### WHAT NEEDS TO BE DONE
Write out each line of the material below exactly as given.
═══ INFORMATION SUPPLIED
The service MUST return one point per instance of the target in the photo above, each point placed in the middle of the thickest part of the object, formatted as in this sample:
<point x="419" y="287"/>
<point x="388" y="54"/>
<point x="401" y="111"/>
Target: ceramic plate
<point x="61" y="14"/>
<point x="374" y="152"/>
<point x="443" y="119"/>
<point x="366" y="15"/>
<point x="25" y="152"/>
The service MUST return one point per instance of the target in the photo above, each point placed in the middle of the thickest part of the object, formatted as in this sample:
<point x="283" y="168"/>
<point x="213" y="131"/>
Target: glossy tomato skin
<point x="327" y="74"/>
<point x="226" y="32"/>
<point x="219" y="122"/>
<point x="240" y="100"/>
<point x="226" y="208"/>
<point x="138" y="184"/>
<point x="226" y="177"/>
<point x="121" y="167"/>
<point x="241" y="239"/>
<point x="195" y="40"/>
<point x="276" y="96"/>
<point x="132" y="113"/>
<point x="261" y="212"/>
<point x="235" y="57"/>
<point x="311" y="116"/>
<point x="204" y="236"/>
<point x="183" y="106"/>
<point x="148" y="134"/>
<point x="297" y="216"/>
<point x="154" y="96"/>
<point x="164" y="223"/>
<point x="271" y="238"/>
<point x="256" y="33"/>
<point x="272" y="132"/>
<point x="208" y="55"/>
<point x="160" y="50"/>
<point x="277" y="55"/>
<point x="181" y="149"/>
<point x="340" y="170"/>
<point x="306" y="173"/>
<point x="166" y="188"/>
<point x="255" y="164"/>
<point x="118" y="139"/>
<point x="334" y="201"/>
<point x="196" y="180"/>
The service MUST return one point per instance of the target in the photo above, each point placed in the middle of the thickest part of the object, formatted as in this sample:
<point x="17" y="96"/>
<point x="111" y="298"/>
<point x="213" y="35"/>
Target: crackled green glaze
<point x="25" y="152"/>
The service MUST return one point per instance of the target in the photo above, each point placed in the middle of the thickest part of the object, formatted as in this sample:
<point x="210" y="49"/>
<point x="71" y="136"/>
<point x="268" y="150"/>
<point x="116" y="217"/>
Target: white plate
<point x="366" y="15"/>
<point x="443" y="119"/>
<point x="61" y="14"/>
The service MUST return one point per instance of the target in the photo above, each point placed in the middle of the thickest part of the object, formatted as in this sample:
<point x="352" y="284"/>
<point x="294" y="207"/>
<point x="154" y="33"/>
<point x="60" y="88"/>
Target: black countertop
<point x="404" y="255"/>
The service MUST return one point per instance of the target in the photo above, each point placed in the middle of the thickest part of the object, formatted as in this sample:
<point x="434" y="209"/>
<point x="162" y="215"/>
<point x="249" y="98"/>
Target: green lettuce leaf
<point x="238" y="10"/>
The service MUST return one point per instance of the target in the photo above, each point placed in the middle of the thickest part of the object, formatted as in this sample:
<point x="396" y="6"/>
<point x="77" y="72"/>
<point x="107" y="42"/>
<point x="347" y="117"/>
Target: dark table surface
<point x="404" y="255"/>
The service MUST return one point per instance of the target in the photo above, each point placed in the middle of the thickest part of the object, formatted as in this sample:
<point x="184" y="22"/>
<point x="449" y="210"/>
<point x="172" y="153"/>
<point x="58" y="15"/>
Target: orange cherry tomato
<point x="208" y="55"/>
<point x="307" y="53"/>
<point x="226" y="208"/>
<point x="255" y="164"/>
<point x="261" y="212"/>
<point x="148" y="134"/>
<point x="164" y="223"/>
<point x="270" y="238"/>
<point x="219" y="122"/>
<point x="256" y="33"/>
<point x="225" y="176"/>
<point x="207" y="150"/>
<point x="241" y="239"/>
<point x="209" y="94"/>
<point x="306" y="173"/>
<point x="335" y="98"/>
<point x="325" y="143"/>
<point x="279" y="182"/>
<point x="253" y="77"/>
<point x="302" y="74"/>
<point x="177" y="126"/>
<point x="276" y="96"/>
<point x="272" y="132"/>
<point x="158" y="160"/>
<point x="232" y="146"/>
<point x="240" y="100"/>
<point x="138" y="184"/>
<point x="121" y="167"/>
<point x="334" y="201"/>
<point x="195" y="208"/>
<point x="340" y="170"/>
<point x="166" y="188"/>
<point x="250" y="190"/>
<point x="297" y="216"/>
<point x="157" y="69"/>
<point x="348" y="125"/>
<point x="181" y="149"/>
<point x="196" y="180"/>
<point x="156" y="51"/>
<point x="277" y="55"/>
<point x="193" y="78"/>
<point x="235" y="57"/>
══════
### ANSWER TO THE EXERCISE
The service MUST return one point per instance of the target in the photo above, each point placed in the middle of the thickest part of the object, formatted as in this sample:
<point x="419" y="287"/>
<point x="388" y="54"/>
<point x="401" y="111"/>
Target: ceramic plate
<point x="61" y="14"/>
<point x="374" y="152"/>
<point x="443" y="119"/>
<point x="366" y="15"/>
<point x="25" y="152"/>
The service MUST return one point per instance of the target in the photo above, each point placed in the middle of the thickest part of the object, formatted as in this sample:
<point x="283" y="168"/>
<point x="213" y="131"/>
Target: glossy tomato skin
<point x="327" y="74"/>
<point x="226" y="32"/>
<point x="219" y="122"/>
<point x="240" y="100"/>
<point x="226" y="208"/>
<point x="138" y="184"/>
<point x="226" y="177"/>
<point x="121" y="167"/>
<point x="241" y="239"/>
<point x="195" y="40"/>
<point x="276" y="96"/>
<point x="132" y="113"/>
<point x="261" y="212"/>
<point x="235" y="57"/>
<point x="311" y="116"/>
<point x="204" y="236"/>
<point x="183" y="106"/>
<point x="148" y="134"/>
<point x="297" y="216"/>
<point x="154" y="96"/>
<point x="164" y="223"/>
<point x="271" y="238"/>
<point x="256" y="33"/>
<point x="272" y="132"/>
<point x="208" y="55"/>
<point x="160" y="50"/>
<point x="277" y="55"/>
<point x="181" y="149"/>
<point x="340" y="170"/>
<point x="306" y="173"/>
<point x="166" y="188"/>
<point x="255" y="164"/>
<point x="118" y="139"/>
<point x="334" y="201"/>
<point x="196" y="180"/>
The service MUST return one point per instance of the target in the photo above, each point placed in the middle of the thickest part of the object, formatted as in this sample:
<point x="17" y="96"/>
<point x="111" y="298"/>
<point x="213" y="35"/>
Target: crackled green glaze
<point x="25" y="152"/>
The service MUST return one point per instance of the target in the photo above, each point placed in the middle of the thickest part of the object, formatted as in this sample:
<point x="210" y="49"/>
<point x="71" y="136"/>
<point x="268" y="150"/>
<point x="116" y="217"/>
Target: white plate
<point x="366" y="15"/>
<point x="443" y="119"/>
<point x="61" y="14"/>
The service MUST return one point per instance of the target in the photo above, each point placed in the middle of the thickest part of the object, formatted as in this sample:
<point x="352" y="284"/>
<point x="294" y="207"/>
<point x="154" y="33"/>
<point x="60" y="88"/>
Target: black countertop
<point x="404" y="255"/>
The service MUST return one point per instance of the target in the photo above, each point placed in the middle of the thickest part of the object, formatted as in this sample:
<point x="434" y="209"/>
<point x="162" y="215"/>
<point x="249" y="98"/>
Target: green lettuce leaf
<point x="238" y="10"/>
The service MUST return one point per instance of the target in the photo above, each point placed in the middle of the thickest part of the object, formatted as in this sample:
<point x="396" y="6"/>
<point x="77" y="72"/>
<point x="107" y="42"/>
<point x="347" y="117"/>
Target: dark table surface
<point x="404" y="255"/>
The service MUST return one point per instance of the target in the photo above, each point placed in the middle of the thickest part of the object, formatted as in this sample:
<point x="184" y="22"/>
<point x="449" y="210"/>
<point x="172" y="153"/>
<point x="58" y="15"/>
Target: orange cherry tomato
<point x="208" y="55"/>
<point x="307" y="53"/>
<point x="226" y="208"/>
<point x="255" y="164"/>
<point x="261" y="212"/>
<point x="148" y="134"/>
<point x="164" y="223"/>
<point x="270" y="238"/>
<point x="219" y="122"/>
<point x="256" y="33"/>
<point x="225" y="176"/>
<point x="207" y="150"/>
<point x="241" y="239"/>
<point x="209" y="94"/>
<point x="306" y="173"/>
<point x="335" y="98"/>
<point x="325" y="143"/>
<point x="279" y="182"/>
<point x="253" y="77"/>
<point x="302" y="74"/>
<point x="177" y="126"/>
<point x="276" y="96"/>
<point x="272" y="132"/>
<point x="158" y="160"/>
<point x="232" y="146"/>
<point x="240" y="100"/>
<point x="138" y="184"/>
<point x="121" y="167"/>
<point x="334" y="201"/>
<point x="195" y="208"/>
<point x="340" y="170"/>
<point x="166" y="188"/>
<point x="250" y="190"/>
<point x="297" y="216"/>
<point x="157" y="69"/>
<point x="348" y="125"/>
<point x="181" y="149"/>
<point x="196" y="180"/>
<point x="156" y="51"/>
<point x="277" y="55"/>
<point x="193" y="78"/>
<point x="235" y="57"/>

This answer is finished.